LIST OF TASKS:
(A) Reproduce the part of the kofta recipe starting at "Kofta is a Middle" and ending at "if you prefer.".
(B) In the kofta recipe, how long should the meatball mixture be mixed after the bread is added?

PASSAGE TO READ:
"""

Kofta is a Middle Eastern dish that is traditionally made as meat on sticks or kebobs and usually made of lamb. While I enjoy eating kofta in this traditional way, making them into meatballs saves a lot of time on my end and I can double this recipe for meal prep during the week! I also prefer a pork and beef combination for my kofta which is what is in the recipe but you can substitute lamb if you prefer.
When serving my kofta meatballs, I love adding these on top of a warm bed of basmati rice and then adding a fresh feta, cucumber and tomato salad over top of that. I love the mixture of warm and cool food items together! The salad also helps lighten the heaviness of meat.
I hope you give this one a try! It has always been a real crowd pleaser when I make it and I am sure it will be the same for you.
- 1 lb ground beef 80-85% lean. You want a little fat here to keep the meatballs tender
- 1 lb ground pork you can substitute ground lamb for the pork
- 1 small onion grated finely on a cheese grater or microplane. You are looking for getting something similar to onion pulp instead of chunks of onion
- 2 cloves of garlic grated finely on the cheese grater or microplane
- 1 slice of bread soaked in water
- 1/4 tsp ground cinnamon
- 1/2 tbsp ground coriander
- 1 tsp ground cumin
- 1/2 tsp dried oregano
- 1 tsp salt
- 1 cup basmati rice
- 1 tbsp olive oil
- 1 3/4 cups water
- 1 tsp salt
- 2 tomatoes cut into large chunks
- 1/2 cucumber cut into large chunks
- 1/4 cup crumbled feta
- 2 tbsp fresh dill course chopped
- 1/2 tsp salt
- 1/4 tsp pepper
- 3 tbsp olive oil
- 1 lemon juiced
To make the Meatballs
- Add all of your ingredients except the bread to a large bowl
- Pre-heat your oven to 350 degrees
- Now take your slice of bread that has soaked in water and pick it up a squeeze out the water
- Add the bread to the bowl with your other ingredients and mix well. Keep mixing your mixture for about 5 minutes until it starts to look smooth.

"""

ROWS:
"""

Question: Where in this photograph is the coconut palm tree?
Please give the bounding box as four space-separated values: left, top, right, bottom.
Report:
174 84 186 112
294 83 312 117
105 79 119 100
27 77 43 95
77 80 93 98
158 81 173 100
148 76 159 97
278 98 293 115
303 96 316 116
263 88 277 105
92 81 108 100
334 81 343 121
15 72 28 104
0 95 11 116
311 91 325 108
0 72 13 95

"""

SOLUTIONS TO THE TASKS:
(A)
Kofta is a Middle Eastern dish that is traditionally made as meat on sticks or kebobs and usually made of lamb. While I enjoy eating kofta in this traditional way, making them into meatballs saves a lot of time on my end and I can double this recipe for meal prep during the week! I also prefer a pork and beef combination for my kofta which is what is in the recipe but you can substitute lamb if you prefer.

(B) About 5 minutes, until it starts to look smooth.